== Document extract ==
311. Memorandum of Conversation0

SUBJECT

  • Possible methods of dealing with Soviet oil export policies

PARTICIPANTS

  • Compagnie Francaise des Petroles:
    • Mr. de Metz, Chairman and Director-General
    • Mr. de Laboulaye, CFP adviser from French Foreign Ministry
    • Mr. van den Perre, CFP representative in North America
  • French Embassy:
    • Mr. Claude Lebel, Minister Counselor
  • Department of State:
    • Under Secretary Dillon
    • Mr. TurpinU/CFA
    • Mr. BecknerFSD

Mr. de Metz outlined the problems the producing companies have been having with the Middle East governments who need increased crude oil output and larger oil revenues. The companies have been doing all they can to increase output, but the general oversupply situation, combined with disruptive Soviet oil marketing policies, have made the problem of providing increased revenues almost insuperable by present methods. Mr. de Metz suggested two methods of approaching this problem. He thinks that European governments might fix quotas on the amount of Soviet oil they would import. The other device might be combined action by the large oil companies, including the U.S. companies, against Soviet oil exports. To be effective such action would necessitate a waiver of U.S. anti-trust laws so that the U.S. companies could cooperate with the European companies.

Dataset entries
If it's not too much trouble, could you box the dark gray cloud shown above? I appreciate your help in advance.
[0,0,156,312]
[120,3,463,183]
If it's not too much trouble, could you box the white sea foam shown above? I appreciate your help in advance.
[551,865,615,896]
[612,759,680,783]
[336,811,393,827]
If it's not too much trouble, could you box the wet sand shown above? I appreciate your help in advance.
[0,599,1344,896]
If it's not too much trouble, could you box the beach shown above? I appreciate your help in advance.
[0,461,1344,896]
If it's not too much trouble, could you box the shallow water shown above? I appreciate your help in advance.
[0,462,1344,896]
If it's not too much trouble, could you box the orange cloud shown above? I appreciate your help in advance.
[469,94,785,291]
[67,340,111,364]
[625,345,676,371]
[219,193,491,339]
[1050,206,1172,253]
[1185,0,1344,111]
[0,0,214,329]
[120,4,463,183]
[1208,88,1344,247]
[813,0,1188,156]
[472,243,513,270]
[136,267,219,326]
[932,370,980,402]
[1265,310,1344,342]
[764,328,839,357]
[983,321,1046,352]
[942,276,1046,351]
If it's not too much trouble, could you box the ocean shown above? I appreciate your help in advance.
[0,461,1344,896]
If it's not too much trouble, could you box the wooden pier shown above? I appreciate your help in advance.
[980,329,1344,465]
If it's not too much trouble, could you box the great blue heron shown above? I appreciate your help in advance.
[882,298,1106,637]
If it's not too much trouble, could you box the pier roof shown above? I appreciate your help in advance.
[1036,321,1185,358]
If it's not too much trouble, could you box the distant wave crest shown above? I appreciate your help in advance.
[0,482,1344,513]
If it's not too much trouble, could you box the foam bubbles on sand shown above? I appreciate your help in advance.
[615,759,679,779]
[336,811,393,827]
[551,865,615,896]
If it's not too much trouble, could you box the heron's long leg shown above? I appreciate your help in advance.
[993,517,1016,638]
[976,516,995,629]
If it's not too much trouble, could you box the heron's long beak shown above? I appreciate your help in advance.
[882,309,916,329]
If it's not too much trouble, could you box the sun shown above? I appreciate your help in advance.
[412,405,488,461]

== Work instruction 1 ==
From the memorandum on Soviet oil export policies, reproduce the passage between "Mr. de Metz outlined" and "the European companies.", inclusive.
== Work instruction 2 ==
Continue the memorandum on Soviet oil export policies from the point at which it ends.

== Answer box 1 ==
Mr. de Metz outlined the problems the producing companies have been having with the Middle East governments who need increased crude oil output and larger oil revenues. The companies have been doing all they can to increase output, but the general oversupply situation, combined with disruptive Soviet oil marketing policies, have made the problem of providing increased revenues almost insuperable by present methods. Mr. de Metz suggested two methods of approaching this problem. He thinks that European governments might fix quotas on the amount of Soviet oil they would import. The other device might be combined action by the large oil companies, including the U.S. companies, against Soviet oil exports. To be effective such action would necessitate a waiver of U.S. anti-trust laws so that the U.S. companies could cooperate with the European companies.

== Answer box 2 ==
Mr. de Metz also expressed opposition to the international prorationing proposals of Tariki (Saudi Arabian Director General for Petroleum) and Perez Alfonso (Venezuelan Minister of Mines and Hydrocarbons).

Mr. Dillon said that the Department has been carefully studying Soviet oil export policies. He thought that the West could in time expect to have to deal with similar export methods in other commodities as the Soviet economy develops. So far as dealing with Soviet oil exports in an effective manner is concerned Mr. Dillon thought perhaps the only way would be by coordinated action of the governments affected. He pointed out that the types of joint action the oil companies [Page 652] would have to take in order to deal with the problem themselves would appear to involve marketing and price agreements which go far beyond any action they were permitted by U.S. administrative exemptions to take in the Iranian Consortium case and during the Suez emergency. Combined action in this broad field would no doubt require special congressional legislation. There is no possibility of such action for at least several months, but it is not beyond the realm of possibility that congressional action would be taken later if the matter were presented carefully by the next Administration within the context of the cold war.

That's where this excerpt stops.